A Portela divulgou, na noite desta quinta-feira
(28), a sinopse do enredo “Na Madureira moderníssima, hei sempre de ouvir
cantar uma Sabiá”, da carnavalesca Rosa Magalhães.
Confira a sinopse:
‘Na Madureira moderníssima, hei sempre de ouvir
cantar uma Sabiá’
A Portela vai apresentar no carnaval de 2019 uma
homenagem à cantora Clara Nunes, ressaltando a diversidade e a atualidade de
sua trajetória biográfica e seu vasto e plural repertório musical, constituído
de sambas-canção, sambas-enredo, partidos-altos, marchas-rancho, forrós, xotes,
afoxés, repentes e canções de influência dos pontos de umbanda e do candomblé.
Para isso, pretende sair do lugar-comum das narrativas sobre sua vida ou de uma
colagem de títulos de sua discografia. Nossa escola exalta a importância
cultural de Madureira, das festas, terreiros e do contagiante carnaval popular,
enfatizando a contribuição do bairro para a formação da identidade que
caracterizou Clara Nunes: a brasilidade.
O meu lugar,
tem seus mitos e seres de luz.
É bem perto de Oswaldo Cruz*
Em 1924, no primeiro carnaval da Portela, fundada
em abril do ano anterior, o coreto de Madureira, criado pelo cenógrafo José
Costa, reproduzia a imponente Torre Eiffel. Visitando o bairro na companhia de
alguns amigos, Tarsila do Amaral não apenas eternizou aquela imagem numa tela,
como também mostrou para seus pares modernistas que as festas populares do
nosso subúrbio incorporavam os mais diversos elementos culturais. Sem dúvida,
Madureira sempre teve um ar moderno, como a própria trajetória de Clara Nunes,
que parece ter emergido de uma obra modernista, como se fosse uma tela da
Tarsila: a Mineira representa a mais plural expressão da brasilidade. Morena.
Mestiça.
Porque tem um sanfoneiro no canto da rua,
fazendo floreio pra gente dançar,
tem Zefa da Porcina fazendo renda
e o ronco do fole sem parar**
Clara nasceu no interior mineiro, num lugar que
hoje se chama Caetanópolis. Ainda menina, trabalhou numa fábrica de tecidos
para conseguir sobreviver, mas seu destino já estava traçado. Tinha como missão
cantar o Brasil! Ao longo da infância, conheceu de perto as tradições
culturais e as festas folclóricas interioranas, certamente recebendo influência
de seu pai, Mané Serrador, mestre de canto de Folia de Reis e violeiro dos
sertões das Gerais.
Sua brasilidade, como herança de sua origem, sempre
valorizou a diversidade regional de nosso país. A voz de Clara fez ecoar os
ritmos do povo, na saborosa confusão dos mercados populares, seja do nordeste
ou de qualquer outro recanto desta nação.

_Dados fornecidos:_
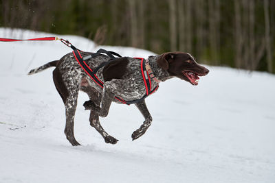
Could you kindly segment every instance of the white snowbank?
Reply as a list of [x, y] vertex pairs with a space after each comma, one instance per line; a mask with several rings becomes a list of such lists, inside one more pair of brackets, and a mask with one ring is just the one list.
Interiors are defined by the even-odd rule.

_O que se pede:_
Copie da sinopse sobre Clara Nunes, sem mudar nada, o trecho que abre com as palavras "A Portela divulgou, na" e fecha com "e do candomblé.".

_Solução a seguir:_
A Portela divulgou, na noite desta quinta-feira
(28), a sinopse do enredo “Na Madureira moderníssima, hei sempre de ouvir
cantar uma Sabiá”, da carnavalesca Rosa Magalhães.
Confira a sinopse:
‘Na Madureira moderníssima, hei sempre de ouvir
cantar uma Sabiá’
A Portela vai apresentar no carnaval de 2019 uma
homenagem à cantora Clara Nunes, ressaltando a diversidade e a atualidade de
sua trajetória biográfica e seu vasto e plural repertório musical, constituído
de sambas-canção, sambas-enredo, partidos-altos, marchas-rancho, forrós, xotes,
afoxés, repentes e canções de influência dos pontos de umbanda e do candomblé.